**Source data**
::::::::
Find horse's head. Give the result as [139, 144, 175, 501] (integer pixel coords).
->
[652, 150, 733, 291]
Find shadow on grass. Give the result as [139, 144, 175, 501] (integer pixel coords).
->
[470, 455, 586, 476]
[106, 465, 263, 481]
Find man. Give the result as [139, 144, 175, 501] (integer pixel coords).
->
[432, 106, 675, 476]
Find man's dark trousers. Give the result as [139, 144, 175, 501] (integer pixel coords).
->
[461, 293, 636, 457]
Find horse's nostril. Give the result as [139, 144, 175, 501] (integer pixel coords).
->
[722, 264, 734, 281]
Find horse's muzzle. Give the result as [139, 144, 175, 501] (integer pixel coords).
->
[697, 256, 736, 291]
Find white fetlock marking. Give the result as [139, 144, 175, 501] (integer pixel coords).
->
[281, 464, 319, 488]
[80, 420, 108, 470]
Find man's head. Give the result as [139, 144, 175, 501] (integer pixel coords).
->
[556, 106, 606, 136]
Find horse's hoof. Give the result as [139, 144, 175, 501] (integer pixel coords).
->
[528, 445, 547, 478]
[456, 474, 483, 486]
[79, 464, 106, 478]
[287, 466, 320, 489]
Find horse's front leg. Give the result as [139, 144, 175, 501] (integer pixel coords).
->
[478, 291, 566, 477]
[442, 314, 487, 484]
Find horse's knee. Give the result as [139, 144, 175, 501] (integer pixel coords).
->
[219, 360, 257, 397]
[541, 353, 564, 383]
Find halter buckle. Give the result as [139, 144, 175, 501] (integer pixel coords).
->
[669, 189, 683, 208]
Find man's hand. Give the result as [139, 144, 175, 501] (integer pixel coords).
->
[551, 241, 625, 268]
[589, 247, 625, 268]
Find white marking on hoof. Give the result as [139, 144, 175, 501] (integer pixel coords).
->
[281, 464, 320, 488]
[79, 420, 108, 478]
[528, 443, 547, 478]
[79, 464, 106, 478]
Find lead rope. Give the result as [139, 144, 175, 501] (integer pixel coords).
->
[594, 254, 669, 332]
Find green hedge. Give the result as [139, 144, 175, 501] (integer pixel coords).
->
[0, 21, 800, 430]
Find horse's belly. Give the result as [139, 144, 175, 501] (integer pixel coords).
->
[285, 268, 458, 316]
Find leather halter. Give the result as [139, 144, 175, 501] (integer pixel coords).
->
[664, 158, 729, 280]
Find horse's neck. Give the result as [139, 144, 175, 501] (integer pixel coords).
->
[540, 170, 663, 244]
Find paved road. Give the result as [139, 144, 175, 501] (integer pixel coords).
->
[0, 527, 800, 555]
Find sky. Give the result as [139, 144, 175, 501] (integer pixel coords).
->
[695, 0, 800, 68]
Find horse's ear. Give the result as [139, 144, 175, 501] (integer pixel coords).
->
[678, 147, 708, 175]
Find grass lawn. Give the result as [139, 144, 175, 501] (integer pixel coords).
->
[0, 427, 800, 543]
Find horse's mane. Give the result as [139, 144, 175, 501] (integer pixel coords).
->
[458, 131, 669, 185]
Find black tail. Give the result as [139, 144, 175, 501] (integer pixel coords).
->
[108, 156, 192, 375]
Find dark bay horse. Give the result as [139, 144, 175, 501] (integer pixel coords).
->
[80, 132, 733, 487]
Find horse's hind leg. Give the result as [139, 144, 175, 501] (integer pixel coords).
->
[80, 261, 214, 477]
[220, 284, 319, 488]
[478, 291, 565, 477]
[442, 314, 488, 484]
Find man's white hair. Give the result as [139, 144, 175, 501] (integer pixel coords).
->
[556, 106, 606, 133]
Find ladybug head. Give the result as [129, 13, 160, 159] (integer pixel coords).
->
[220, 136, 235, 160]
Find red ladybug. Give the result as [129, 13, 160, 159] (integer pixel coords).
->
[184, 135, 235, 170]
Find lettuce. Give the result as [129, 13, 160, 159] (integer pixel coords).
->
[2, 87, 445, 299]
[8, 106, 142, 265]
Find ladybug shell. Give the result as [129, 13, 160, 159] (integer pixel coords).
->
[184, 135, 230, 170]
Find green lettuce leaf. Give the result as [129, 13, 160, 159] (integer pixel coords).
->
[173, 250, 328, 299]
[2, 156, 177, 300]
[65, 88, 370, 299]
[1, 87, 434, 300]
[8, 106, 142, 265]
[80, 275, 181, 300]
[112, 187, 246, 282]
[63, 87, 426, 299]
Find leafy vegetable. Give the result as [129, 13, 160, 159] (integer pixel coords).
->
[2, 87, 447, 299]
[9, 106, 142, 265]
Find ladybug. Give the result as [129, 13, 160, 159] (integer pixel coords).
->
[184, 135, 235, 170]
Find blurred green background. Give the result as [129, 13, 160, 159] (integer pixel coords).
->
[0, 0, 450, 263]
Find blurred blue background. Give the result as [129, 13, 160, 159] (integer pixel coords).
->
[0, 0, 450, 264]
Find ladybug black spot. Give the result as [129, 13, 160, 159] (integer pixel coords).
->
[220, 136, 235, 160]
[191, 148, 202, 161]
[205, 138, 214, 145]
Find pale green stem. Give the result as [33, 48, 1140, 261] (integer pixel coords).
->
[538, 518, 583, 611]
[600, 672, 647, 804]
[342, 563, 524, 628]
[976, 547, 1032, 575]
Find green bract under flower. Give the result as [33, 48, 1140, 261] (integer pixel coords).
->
::::::::
**EXERCISE INSTRUCTIONS**
Rewrite all of the data above as a numbered list, skipping any blank lines.

**RESULT**
1. Find horse's head. Give the result as [139, 144, 175, 501] (integer pixel coords).
2. ->
3. [652, 150, 733, 291]
4. Find shadow on grass. Give the result as [139, 144, 175, 501] (integer pixel coords).
5. ->
6. [470, 455, 586, 476]
7. [106, 465, 263, 481]
8. Find man. Give the result as [139, 144, 175, 501] (integer pixel coords).
9. ->
10. [432, 106, 675, 476]
11. Find man's dark trousers. Give the result as [139, 144, 175, 501] (integer pixel coords).
12. ->
13. [461, 293, 636, 457]
14. Find horse's nostril. Give the result as [139, 144, 175, 501] (integer pixel coords).
15. ->
16. [722, 264, 734, 281]
17. Find horse's muzzle. Give the result as [139, 144, 175, 501] (integer pixel coords).
18. ->
19. [697, 256, 736, 291]
20. Find white fetlock marking. Give the result as [139, 144, 175, 501] (integer pixel coords).
21. ->
22. [281, 464, 319, 488]
23. [80, 420, 108, 470]
24. Find man's head. Give the result as [139, 144, 175, 501] (integer pixel coords).
25. ->
26. [556, 106, 606, 136]
27. Find horse's hoof. Give the result as [139, 144, 175, 501] (integer pixel coords).
28. ->
29. [528, 445, 547, 478]
30. [456, 474, 483, 486]
31. [79, 464, 106, 478]
32. [287, 466, 320, 489]
33. Find horse's front leg. Give the result as [139, 144, 175, 501] (integer pixel coords).
34. ->
35. [478, 291, 566, 477]
36. [442, 314, 487, 484]
37. Find horse's knee. Give the result as [139, 144, 175, 501] (integer pixel coords).
38. ->
39. [219, 360, 257, 397]
40. [541, 353, 564, 383]
41. Find halter buckle. Give the result as [139, 144, 175, 501] (integer pixel coords).
42. ->
43. [669, 189, 683, 208]
44. Find man's hand. Give the result as [139, 144, 175, 501] (integer pixel coords).
45. ->
46. [551, 241, 625, 268]
47. [589, 247, 625, 268]
48. Find white marking on hoof. Give the result as [139, 144, 175, 501] (integer pixel coords).
49. ->
50. [281, 464, 320, 488]
51. [79, 420, 108, 478]
52. [528, 443, 547, 478]
53. [79, 464, 106, 478]
54. Find lead rope. Give the result as [139, 144, 175, 501] (integer pixel coords).
55. ->
56. [594, 254, 669, 332]
57. Find green hedge. Give the result as [139, 144, 175, 501] (integer pixel coords).
58. ->
59. [0, 21, 800, 430]
60. Find horse's belly. Give the result as [139, 144, 175, 501] (integer pixel coords).
61. ->
62. [285, 268, 458, 316]
63. Find leather halter. Give the result as [139, 144, 175, 501] (integer pixel coords).
64. ->
65. [664, 158, 729, 280]
66. Find horse's neck. Give the result as [139, 144, 175, 501] (integer pixel coords).
67. ->
68. [540, 170, 663, 244]
69. Find paved road. Give the result as [139, 144, 175, 501] (integer pixel coords).
70. ->
71. [0, 527, 800, 555]
72. Find sky. Give the result as [139, 144, 175, 501] (integer pixel coords).
73. ->
74. [695, 0, 800, 68]
75. Find horse's ear. Give the result as [139, 144, 175, 501] (integer pixel coords).
76. ->
77. [678, 147, 708, 175]
78. Find grass lawn. Give the result as [139, 144, 175, 501] (integer pixel coords).
79. ->
80. [0, 427, 800, 543]
81. Find horse's mane. Give the result as [139, 144, 175, 501] (integer pixel coords).
82. ->
83. [458, 131, 669, 185]
84. Find black tail. Give the result as [139, 144, 175, 501] (integer pixel coords).
85. ->
86. [108, 156, 192, 375]
87. Find dark bay horse. Give the result as [139, 144, 175, 501] (integer pixel coords).
88. ->
89. [80, 132, 733, 487]
90. Find horse's hind leg. Give the result as [139, 144, 175, 501] (integer pixel coords).
91. ->
92. [80, 261, 214, 477]
93. [220, 284, 319, 488]
94. [478, 291, 565, 477]
95. [442, 314, 488, 484]
96. Find man's white hair. Give the result as [139, 144, 175, 501] (integer pixel coords).
97. ->
98. [556, 106, 606, 133]
99. Find ladybug head. Give the result as [129, 13, 160, 159] (integer pixel coords).
100. ->
101. [220, 136, 235, 160]
102. Find red ladybug. Give the result as [129, 13, 160, 159] (integer pixel coords).
103. ->
104. [184, 135, 235, 170]
105. Find lettuce. Give the result as [129, 13, 160, 159] (integer pixel coords).
106. ->
107. [2, 87, 445, 299]
108. [8, 106, 142, 265]
109. Find ladybug shell. Give the result as [129, 13, 160, 159] (integer pixel coords).
110. ->
111. [184, 135, 230, 170]
112. Find green lettuce leaf. Give the result as [129, 13, 160, 159] (integer pixel coords).
113. ->
114. [173, 250, 328, 299]
115. [2, 156, 177, 300]
116. [65, 88, 370, 299]
117. [1, 87, 434, 300]
118. [8, 106, 142, 265]
119. [80, 275, 181, 300]
120. [112, 187, 246, 282]
121. [63, 87, 426, 299]
122. Find leafy vegetable. Give the result as [129, 13, 160, 159] (integer pixel coords).
123. ->
124. [2, 87, 447, 299]
125. [9, 106, 142, 265]
126. Find ladybug. Give the result as [129, 13, 160, 159] (integer pixel coords).
127. ->
128. [184, 135, 235, 170]
129. Find blurred green background. Give the result as [129, 13, 160, 159] (integer pixel coords).
130. ->
131. [0, 0, 450, 263]
132. Find blurred blue background. Give the result as [129, 13, 160, 159] (integer pixel coords).
133. ->
134. [0, 0, 450, 264]
135. Find ladybug black spot. Give the result as [129, 13, 160, 159] (integer pixel coords).
136. ->
137. [220, 136, 235, 160]
138. [191, 148, 202, 161]
139. [205, 138, 214, 145]
140. Find pale green stem. Give the result as [33, 48, 1140, 261] (integer pixel coords).
141. ->
142. [538, 518, 583, 611]
143. [600, 672, 647, 804]
144. [342, 563, 524, 628]
145. [976, 547, 1032, 575]
146. Find green bract under flower. Give the result as [33, 48, 1140, 261] (integer pixel coords).
147. ->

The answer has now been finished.